_Given instruction_
Recast the rows below as a numbered list, leaving out any blank lines.

[Point annotation dataset rows]
BEGIN

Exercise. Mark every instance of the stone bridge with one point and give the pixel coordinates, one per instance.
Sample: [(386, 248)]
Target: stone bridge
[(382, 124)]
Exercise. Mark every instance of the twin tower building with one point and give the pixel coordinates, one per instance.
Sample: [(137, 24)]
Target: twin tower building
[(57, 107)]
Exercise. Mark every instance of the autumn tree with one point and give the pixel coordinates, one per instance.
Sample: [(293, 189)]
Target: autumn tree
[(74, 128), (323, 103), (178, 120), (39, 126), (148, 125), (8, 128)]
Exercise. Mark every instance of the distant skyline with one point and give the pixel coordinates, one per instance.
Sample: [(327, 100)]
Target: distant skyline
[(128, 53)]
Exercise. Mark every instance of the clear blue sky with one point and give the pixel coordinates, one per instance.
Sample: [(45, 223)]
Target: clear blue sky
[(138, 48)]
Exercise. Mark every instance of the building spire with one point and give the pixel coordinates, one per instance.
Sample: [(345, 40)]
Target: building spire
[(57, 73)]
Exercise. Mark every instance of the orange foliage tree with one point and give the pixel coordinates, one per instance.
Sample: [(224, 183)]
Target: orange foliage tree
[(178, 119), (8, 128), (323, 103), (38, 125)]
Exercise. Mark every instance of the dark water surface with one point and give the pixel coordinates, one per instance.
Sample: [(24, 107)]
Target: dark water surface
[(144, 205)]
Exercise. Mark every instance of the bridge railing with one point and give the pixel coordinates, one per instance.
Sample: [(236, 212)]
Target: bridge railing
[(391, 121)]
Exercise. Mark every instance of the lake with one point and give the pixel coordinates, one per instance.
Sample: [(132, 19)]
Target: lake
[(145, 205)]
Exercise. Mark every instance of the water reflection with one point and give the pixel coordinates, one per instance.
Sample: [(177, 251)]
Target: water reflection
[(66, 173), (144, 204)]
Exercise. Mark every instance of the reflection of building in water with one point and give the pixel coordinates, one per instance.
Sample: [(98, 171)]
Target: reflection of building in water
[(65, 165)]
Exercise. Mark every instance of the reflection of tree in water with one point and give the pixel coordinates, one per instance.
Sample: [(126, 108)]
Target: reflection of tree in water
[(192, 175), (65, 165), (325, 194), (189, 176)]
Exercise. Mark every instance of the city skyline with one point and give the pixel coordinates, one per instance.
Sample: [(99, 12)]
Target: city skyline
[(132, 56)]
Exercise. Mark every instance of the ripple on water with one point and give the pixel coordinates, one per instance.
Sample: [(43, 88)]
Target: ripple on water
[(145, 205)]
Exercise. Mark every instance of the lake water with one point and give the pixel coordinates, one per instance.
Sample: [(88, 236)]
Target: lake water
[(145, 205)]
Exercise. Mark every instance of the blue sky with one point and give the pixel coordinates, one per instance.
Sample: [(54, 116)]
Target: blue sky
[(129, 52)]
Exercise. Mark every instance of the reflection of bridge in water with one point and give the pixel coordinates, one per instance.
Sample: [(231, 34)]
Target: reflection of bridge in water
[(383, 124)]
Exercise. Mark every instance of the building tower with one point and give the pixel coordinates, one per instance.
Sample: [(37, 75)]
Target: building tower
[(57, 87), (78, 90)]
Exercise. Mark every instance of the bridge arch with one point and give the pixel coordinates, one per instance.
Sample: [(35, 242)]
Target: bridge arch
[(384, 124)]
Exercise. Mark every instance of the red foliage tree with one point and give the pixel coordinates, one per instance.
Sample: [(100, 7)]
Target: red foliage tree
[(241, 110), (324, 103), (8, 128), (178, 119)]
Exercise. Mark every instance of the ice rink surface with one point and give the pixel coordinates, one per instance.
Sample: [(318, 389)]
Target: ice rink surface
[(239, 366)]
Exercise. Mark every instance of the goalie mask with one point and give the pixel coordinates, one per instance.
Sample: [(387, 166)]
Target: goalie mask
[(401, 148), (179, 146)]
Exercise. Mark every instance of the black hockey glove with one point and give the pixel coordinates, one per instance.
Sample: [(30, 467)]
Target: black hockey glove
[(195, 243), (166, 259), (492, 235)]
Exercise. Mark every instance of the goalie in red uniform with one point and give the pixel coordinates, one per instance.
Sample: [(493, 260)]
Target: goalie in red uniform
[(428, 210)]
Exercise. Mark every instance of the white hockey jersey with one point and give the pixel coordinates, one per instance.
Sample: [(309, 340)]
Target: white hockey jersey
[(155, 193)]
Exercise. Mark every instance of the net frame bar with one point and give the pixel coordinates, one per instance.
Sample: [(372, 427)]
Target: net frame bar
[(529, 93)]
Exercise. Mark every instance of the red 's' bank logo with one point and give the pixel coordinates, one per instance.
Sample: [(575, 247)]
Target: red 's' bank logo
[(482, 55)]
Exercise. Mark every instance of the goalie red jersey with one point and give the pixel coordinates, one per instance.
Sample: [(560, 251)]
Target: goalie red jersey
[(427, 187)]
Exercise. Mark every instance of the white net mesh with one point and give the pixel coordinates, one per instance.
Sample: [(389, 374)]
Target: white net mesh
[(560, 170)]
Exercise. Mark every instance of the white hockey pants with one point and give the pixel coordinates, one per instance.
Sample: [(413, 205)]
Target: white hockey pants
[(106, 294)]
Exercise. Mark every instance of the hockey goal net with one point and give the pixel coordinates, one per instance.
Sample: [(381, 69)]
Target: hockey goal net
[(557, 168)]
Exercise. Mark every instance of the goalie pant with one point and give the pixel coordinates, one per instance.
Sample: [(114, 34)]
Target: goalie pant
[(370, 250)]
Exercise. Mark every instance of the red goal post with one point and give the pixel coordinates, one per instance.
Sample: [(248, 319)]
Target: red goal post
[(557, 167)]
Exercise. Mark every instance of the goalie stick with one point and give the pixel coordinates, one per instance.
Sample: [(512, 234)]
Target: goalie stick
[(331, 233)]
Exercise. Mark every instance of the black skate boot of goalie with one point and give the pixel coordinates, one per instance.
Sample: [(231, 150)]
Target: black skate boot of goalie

END

_Solution for this task_
1. Exercise. Mark every instance of the stone bridge with one point and give the pixel coordinates, one per instance.
2. Sample: [(386, 248)]
3. Target: stone bridge
4. [(382, 124)]
5. Exercise. Mark every instance of the twin tower building with one point and give the pixel coordinates, one per instance.
6. Sample: [(137, 24)]
7. Target: twin tower building
8. [(57, 107)]
9. Exercise. Mark every instance of the autumn tree with one point and give the pixel coordinates, one per instance.
10. Sample: [(293, 189)]
11. Target: autumn tree
12. [(74, 128), (323, 103), (178, 120), (39, 126), (148, 125), (8, 128)]
13. Exercise. Mark every instance of the distant skyline with one point and give the pixel coordinates, one per instance.
14. Sample: [(327, 100)]
15. Target: distant skyline
16. [(128, 53)]
17. Exercise. Mark every instance of the clear blue sky with one point and give the pixel coordinates, one per instance.
18. Sample: [(45, 223)]
19. Target: clear blue sky
20. [(138, 48)]
21. Exercise. Mark every instance of the building spire with one point and give the pixel coordinates, one per instance.
22. Sample: [(345, 40)]
23. Target: building spire
24. [(57, 73)]
25. Exercise. Mark every instance of the orange foliage tree with one point and give the pixel coordinates, one per instance.
26. Sample: [(224, 183)]
27. Target: orange foliage tree
28. [(178, 119), (8, 128), (323, 103), (38, 125)]
29. Exercise. Mark every instance of the dark water surface with one point and give the pixel coordinates, one per instance.
30. Sample: [(24, 107)]
31. Target: dark water surface
32. [(144, 205)]
33. Exercise. Mark every instance of the bridge railing with one point and give the pixel coordinates, one per instance.
34. Sample: [(236, 212)]
35. Target: bridge railing
36. [(391, 121)]
37. Exercise. Mark every instance of the lake with one point and give the pixel coordinates, one per instance.
38. Sample: [(132, 19)]
39. Target: lake
40. [(145, 205)]
41. Exercise. Mark every instance of the water reflection with one point and give the pixel coordinates, one per instance.
42. Sample: [(177, 251)]
43. Target: water reflection
44. [(66, 173), (144, 204)]
45. Exercise. Mark every instance of the reflection of building in water with one point and give the pixel coordinates, one per instance.
46. Sample: [(98, 171)]
47. Target: reflection of building in water
48. [(65, 165)]
49. Exercise. Mark every instance of the reflection of tree in water with one point and give the pixel coordinates, one per instance.
50. Sample: [(126, 108)]
51. Target: reflection of tree in water
52. [(192, 175), (65, 165), (325, 194), (189, 176)]
53. Exercise. Mark every instance of the city skyline with one point and give the pixel coordinates, one per instance.
54. Sample: [(99, 12)]
55. Target: city skyline
56. [(132, 56)]
57. Exercise. Mark every instance of the ripple on water with one point and give the pixel coordinates, one per instance.
58. Sample: [(43, 88)]
59. Target: ripple on water
60. [(145, 205)]
61. Exercise. Mark every instance of the lake water with one point and give the pixel coordinates, one per instance.
62. Sample: [(88, 236)]
63. Target: lake water
64. [(145, 205)]
65. Exercise. Mark every instance of the blue sky with one point and give the pixel coordinates, one per instance.
66. Sample: [(54, 116)]
67. Target: blue sky
68. [(129, 52)]
69. Exercise. Mark every instance of the reflection of bridge in water with one point and give the pixel coordinates, one per instance.
70. Sample: [(231, 34)]
71. Target: reflection of bridge in water
72. [(383, 124)]
73. Exercise. Mark every instance of the building tower with one point and give the pixel coordinates, one per instance.
74. Sample: [(37, 75)]
75. Target: building tower
76. [(57, 87), (78, 90)]
77. Exercise. Mark every instance of the bridge arch with one point and give the pixel coordinates, one per instance.
78. Sample: [(35, 242)]
79. Target: bridge arch
80. [(384, 124)]
81. Exercise. Mark every instance of the red foliage tree with one point and give the pixel coordinates, one per instance.
82. Sample: [(100, 7)]
83. Target: red foliage tree
84. [(241, 110), (324, 103), (8, 128), (178, 119)]
85. Exercise. Mark every instance of the ice rink surface with one point and give the pixel coordinates, one per instance.
86. Sample: [(318, 389)]
87. Target: ice rink surface
88. [(239, 366)]
89. Exercise. Mark every instance of the goalie mask with one point and give the pixel coordinates, one per instance.
90. Sample: [(387, 166)]
91. Target: goalie mask
92. [(401, 148), (179, 146)]
93. Exercise. Mark every instance of the black hockey glove with one point and give the pixel coordinates, one per instance.
94. Sample: [(30, 467)]
95. Target: black hockey glove
96. [(195, 243), (166, 259), (492, 235)]
97. Exercise. Mark every instance of the goalie in red uniform with one point and give the pixel coordinates, one per instance.
98. Sample: [(493, 260)]
99. Target: goalie in red uniform
100. [(428, 210)]
101. Exercise. Mark every instance of the white hockey jersey with one point and give the pixel coordinates, one per instance.
102. Sample: [(309, 340)]
103. Target: white hockey jersey
104. [(155, 193)]
105. Exercise. Mark every instance of the net frame bar with one point and give the pixel coordinates, one per instance.
106. Sample: [(372, 427)]
107. Target: net frame bar
108. [(529, 93)]
109. Exercise. Mark every instance of the red 's' bank logo with one point and give the pixel coordinates, one per instance.
110. Sample: [(575, 247)]
111. Target: red 's' bank logo
112. [(482, 55)]
113. Exercise. Mark every instance of the goalie red jersey with one point and give the pixel coordinates, one per instance.
114. Sample: [(560, 251)]
115. Target: goalie red jersey
116. [(427, 187)]
117. Exercise. Mark every instance of the white net mesh with one point and give the pixel coordinates, one per instance.
118. Sample: [(389, 374)]
119. Target: white net mesh
120. [(560, 170)]
121. Exercise. Mark every instance of the white hockey pants with one point and give the pixel coordinates, one per instance.
122. Sample: [(413, 205)]
123. Target: white hockey pants
124. [(106, 294)]
125. Exercise. Mark every instance of the hockey goal net with one point and give the pixel coordinates, one per instance.
126. Sample: [(381, 69)]
127. Target: hockey goal net
128. [(557, 168)]
129. Exercise. Mark every instance of the goalie pant with one point and give the pixel coordinates, one per instance.
130. Sample: [(114, 34)]
131. Target: goalie pant
132. [(370, 250)]
133. Exercise. Mark every instance of the red goal post with one point and give the pixel coordinates, one per instance.
134. Sample: [(248, 319)]
135. Target: red goal post
136. [(557, 167)]
137. Exercise. Mark every instance of the goalie stick with one point and give the pixel coordinates, one per instance.
138. Sample: [(512, 234)]
139. Target: goalie stick
140. [(331, 233)]
141. Exercise. Mark every instance of the black skate boot of goalie with one point and give the pixel coordinates, one per instance.
142. Sample: [(231, 150)]
143. Target: black skate boot of goalie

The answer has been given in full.